- SET TASK -
Reproduce verbatim the lines in the entries below, beginning with the line containing "Would you kindly put a point on the small" and continuing through the line containing "point(108, 29)", both included.

- DATA FOR THIS EXERCISE -
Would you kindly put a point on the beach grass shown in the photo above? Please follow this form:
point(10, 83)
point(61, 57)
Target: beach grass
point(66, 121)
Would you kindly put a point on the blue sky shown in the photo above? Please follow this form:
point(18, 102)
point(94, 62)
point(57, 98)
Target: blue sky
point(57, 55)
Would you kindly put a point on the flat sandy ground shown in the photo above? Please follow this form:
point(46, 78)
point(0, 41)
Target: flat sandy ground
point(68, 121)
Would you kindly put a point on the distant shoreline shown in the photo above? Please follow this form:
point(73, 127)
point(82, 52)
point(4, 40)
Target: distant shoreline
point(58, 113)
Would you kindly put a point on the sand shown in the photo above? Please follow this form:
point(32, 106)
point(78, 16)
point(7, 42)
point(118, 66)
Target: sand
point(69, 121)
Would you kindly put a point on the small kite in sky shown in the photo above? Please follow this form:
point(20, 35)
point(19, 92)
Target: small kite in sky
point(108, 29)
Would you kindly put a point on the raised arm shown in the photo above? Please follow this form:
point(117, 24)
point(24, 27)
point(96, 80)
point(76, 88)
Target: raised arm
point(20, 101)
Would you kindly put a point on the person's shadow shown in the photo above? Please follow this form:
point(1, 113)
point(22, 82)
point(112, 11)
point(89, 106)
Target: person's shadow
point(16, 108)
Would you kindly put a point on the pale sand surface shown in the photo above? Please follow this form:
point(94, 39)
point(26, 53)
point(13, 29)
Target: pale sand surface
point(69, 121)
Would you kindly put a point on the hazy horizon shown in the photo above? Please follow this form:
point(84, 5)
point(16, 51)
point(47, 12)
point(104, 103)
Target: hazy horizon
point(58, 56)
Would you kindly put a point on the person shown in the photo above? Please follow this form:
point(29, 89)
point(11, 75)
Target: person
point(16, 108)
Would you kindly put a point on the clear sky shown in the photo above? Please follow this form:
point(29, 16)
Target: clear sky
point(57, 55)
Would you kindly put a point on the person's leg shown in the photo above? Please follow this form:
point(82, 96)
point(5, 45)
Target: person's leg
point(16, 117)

- WRITTEN RESPONSE -
Would you kindly put a point on the small kite in sky shown in the photo above? Please follow this form:
point(20, 35)
point(19, 92)
Target: small kite in sky
point(108, 29)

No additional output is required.